-------- Passage
👋 Welcome to the 22 new readers and welcome back to everyone else - and thanks for all the feedback I received after last weeks post - please keep it coming!
Last week, I shared my overall framework for evaluating GPs.
This week, I want to zoom in on the one chart I always open first when looking at a fund. It’s simple, but it gives a surprisingly complete picture of a fund’s return profile - in one glance you can see distribution, concentration, and how much is still unrealized.
Here’s what we’ll cover today:
Why I create this chart when I start getting serious about a fund
The mechanics behind the chart
A simple, but non-trivial example
How this chart should look across asset classes
And most importantly: Typical flags and questions this chart raises
As always, I’ll wrap up with a few of my favorite reads this week + new funds raised in the last 7 days.
Let’s dive in 👇
The one chart I open first
If I’m seriously considering a fund, this is the chart I pull up before anything else. In one view it shows how returns are distributed and how diversified the portfolio really is - two things I care about more than headline IRR.
It’s the quickest gut-check against concentration and outliers: look at distribution and avoid dependency on a single winner.
How the chart works
Y-axis: total value created, split into realized and unrealized. You instantly see the spread of outcomes and how much of it is locked in.
X-axis: portfolio companies, where the width of each bar = capital invested in that company.
Net effect: height shows outcome, width shows bet size. Put together, you see if big bets paid off, if small bets drove the fund, and how much is still paper gains.
Add a few overlay metrics
Add two simple data points on top of the chart:
Top 5 investments as % of total returns - Shows return concentration
Top 5 investments as % of total capital deployed - Shows capital concentration
These two numbers tell you instantly whether you're looking at consistent execution or a portfolio carried by one or two home runs.
Adding these numbers consistently across funds and managers also gives quick numbers to benchmark against.
A simple thought experiment
Two GPs, each on Fund II with 10 investments in Fund I:
Fund A (for Alpha 🚀)
Clear 1st quartile performance across IRR, TVPI and DPI**.**
Relatively skewed performance, but several strong investments.
A few write-offs on the right tail.

Fund B (for Boring 😴)
Fund performs at the top of the 2nd quartile, just around first quartile performance.
Even distribution of outcomes - no single outlier.
----------------
-------- Raw data
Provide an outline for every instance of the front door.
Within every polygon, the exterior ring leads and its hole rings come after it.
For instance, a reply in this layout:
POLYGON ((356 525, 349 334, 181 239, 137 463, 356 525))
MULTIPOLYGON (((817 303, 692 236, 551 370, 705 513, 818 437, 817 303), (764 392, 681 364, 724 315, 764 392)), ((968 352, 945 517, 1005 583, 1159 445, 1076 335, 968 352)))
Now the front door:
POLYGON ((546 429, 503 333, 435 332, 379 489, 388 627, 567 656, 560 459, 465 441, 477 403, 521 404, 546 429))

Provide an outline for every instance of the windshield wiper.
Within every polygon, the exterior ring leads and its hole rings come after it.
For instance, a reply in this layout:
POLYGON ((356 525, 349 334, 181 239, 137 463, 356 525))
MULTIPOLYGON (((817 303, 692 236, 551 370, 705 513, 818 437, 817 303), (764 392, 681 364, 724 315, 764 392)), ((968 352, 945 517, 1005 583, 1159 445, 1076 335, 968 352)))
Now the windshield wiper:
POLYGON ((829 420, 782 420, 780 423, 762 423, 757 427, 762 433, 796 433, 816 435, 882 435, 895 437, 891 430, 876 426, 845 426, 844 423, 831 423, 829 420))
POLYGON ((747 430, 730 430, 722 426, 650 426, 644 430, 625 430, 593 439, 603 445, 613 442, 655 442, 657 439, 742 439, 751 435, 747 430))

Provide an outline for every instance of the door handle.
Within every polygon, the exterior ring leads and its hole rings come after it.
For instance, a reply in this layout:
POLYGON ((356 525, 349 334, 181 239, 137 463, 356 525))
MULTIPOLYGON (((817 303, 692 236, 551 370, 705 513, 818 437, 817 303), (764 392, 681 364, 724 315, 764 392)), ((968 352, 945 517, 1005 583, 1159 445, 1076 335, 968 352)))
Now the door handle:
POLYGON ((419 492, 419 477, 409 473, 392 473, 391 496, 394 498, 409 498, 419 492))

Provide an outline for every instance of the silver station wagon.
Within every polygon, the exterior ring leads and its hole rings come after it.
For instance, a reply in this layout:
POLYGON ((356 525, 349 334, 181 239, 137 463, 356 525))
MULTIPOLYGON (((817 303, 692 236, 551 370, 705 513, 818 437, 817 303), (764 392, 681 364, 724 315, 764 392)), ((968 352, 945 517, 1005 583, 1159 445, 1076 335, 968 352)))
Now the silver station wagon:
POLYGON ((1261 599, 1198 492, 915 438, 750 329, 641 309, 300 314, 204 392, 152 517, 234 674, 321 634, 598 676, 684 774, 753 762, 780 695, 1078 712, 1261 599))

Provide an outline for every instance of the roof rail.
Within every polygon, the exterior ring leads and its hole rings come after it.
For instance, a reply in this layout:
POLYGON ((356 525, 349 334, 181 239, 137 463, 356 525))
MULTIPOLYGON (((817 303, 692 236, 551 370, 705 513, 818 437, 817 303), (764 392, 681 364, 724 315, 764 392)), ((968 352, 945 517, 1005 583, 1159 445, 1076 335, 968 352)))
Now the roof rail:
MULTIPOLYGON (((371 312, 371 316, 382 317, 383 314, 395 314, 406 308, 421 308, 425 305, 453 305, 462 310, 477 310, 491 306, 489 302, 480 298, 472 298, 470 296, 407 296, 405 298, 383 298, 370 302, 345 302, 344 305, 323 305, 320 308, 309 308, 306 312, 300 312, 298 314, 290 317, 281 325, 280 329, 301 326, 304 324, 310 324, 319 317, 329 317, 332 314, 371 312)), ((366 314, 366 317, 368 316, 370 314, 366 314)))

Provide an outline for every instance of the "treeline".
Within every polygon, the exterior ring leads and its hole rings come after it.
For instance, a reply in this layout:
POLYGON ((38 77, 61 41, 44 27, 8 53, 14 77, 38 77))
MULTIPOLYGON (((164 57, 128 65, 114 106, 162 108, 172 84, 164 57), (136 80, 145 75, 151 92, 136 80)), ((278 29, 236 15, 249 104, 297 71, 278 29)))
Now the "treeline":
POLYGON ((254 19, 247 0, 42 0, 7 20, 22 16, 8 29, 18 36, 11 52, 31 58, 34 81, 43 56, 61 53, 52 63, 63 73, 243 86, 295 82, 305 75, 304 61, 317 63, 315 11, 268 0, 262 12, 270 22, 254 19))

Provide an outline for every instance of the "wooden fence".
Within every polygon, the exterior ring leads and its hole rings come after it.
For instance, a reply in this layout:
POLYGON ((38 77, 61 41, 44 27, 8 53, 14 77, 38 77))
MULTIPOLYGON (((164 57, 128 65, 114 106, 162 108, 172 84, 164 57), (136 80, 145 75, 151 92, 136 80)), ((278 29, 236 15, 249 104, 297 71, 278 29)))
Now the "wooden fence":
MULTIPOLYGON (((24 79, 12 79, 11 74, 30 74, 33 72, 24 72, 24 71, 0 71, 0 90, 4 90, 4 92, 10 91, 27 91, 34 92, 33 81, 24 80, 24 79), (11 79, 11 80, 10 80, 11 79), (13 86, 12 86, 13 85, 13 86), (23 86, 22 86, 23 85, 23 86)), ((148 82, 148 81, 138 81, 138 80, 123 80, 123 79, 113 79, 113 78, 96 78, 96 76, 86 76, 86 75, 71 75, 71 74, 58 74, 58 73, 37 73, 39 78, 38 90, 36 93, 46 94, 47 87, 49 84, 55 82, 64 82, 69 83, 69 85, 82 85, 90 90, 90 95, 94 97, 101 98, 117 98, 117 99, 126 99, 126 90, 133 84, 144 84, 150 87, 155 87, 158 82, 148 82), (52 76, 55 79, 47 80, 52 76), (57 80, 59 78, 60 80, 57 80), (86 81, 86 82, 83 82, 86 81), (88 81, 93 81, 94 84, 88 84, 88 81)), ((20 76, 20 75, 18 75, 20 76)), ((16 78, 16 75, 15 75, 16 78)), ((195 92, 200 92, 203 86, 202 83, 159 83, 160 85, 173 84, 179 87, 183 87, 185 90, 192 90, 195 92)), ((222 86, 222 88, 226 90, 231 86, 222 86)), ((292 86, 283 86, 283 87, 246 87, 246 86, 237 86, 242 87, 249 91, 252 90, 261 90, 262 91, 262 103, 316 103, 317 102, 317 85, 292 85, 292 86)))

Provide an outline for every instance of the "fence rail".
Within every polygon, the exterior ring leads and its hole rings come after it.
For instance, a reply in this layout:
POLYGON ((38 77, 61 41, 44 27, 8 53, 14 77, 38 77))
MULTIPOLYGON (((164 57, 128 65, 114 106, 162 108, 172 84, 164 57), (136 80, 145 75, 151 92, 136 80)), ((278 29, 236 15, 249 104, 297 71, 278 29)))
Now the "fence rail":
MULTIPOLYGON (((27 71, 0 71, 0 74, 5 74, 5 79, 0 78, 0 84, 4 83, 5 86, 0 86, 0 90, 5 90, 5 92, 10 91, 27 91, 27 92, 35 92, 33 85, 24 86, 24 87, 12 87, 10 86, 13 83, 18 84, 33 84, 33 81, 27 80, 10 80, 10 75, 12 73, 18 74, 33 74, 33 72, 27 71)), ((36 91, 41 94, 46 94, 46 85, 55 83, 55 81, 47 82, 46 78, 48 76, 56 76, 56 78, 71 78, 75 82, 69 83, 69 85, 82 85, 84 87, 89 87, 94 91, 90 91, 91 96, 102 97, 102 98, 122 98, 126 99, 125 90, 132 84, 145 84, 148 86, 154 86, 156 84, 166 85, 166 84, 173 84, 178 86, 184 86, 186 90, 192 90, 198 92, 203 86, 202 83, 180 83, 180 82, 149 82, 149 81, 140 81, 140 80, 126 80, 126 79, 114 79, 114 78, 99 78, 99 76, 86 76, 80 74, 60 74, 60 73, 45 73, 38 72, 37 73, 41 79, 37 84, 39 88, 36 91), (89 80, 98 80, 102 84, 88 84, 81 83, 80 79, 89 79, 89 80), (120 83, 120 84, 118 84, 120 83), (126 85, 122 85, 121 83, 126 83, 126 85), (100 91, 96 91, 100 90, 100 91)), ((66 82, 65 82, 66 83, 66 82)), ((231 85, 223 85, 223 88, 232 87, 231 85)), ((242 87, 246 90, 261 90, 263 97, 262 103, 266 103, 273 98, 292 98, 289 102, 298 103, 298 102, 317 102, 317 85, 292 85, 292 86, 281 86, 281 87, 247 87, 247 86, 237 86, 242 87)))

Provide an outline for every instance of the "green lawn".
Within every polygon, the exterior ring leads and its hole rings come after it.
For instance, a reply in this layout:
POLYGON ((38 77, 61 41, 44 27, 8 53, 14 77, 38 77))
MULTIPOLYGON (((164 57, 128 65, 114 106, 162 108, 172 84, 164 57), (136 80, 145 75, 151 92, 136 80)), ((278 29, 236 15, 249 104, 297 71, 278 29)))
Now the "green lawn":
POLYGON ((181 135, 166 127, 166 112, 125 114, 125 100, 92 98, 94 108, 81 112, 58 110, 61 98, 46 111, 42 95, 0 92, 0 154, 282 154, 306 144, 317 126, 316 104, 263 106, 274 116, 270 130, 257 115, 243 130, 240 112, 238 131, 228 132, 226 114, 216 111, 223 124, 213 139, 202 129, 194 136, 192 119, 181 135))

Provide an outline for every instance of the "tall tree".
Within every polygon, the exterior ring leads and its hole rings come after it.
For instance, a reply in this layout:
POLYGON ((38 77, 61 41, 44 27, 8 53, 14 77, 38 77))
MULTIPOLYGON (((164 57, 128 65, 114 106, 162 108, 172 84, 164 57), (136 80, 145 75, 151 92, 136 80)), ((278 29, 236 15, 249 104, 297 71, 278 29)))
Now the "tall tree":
----------------
**Instruction:** Reproduce verbatim the section of the fund chart post that begins with the words containing "Add a few overlay" and ends with "(for Alpha 🚀)". None of the rows are needed here.

**Right answer:**
Add a few overlay metrics
Add two simple data points on top of the chart:
Top 5 investments as % of total returns - Shows return concentration
Top 5 investments as % of total capital deployed - Shows capital concentration
These two numbers tell you instantly whether you're looking at consistent execution or a portfolio carried by one or two home runs.
Adding these numbers consistently across funds and managers also gives quick numbers to benchmark against.
A simple thought experiment
Two GPs, each on Fund II with 10 investments in Fund I:
Fund A (for Alpha 🚀)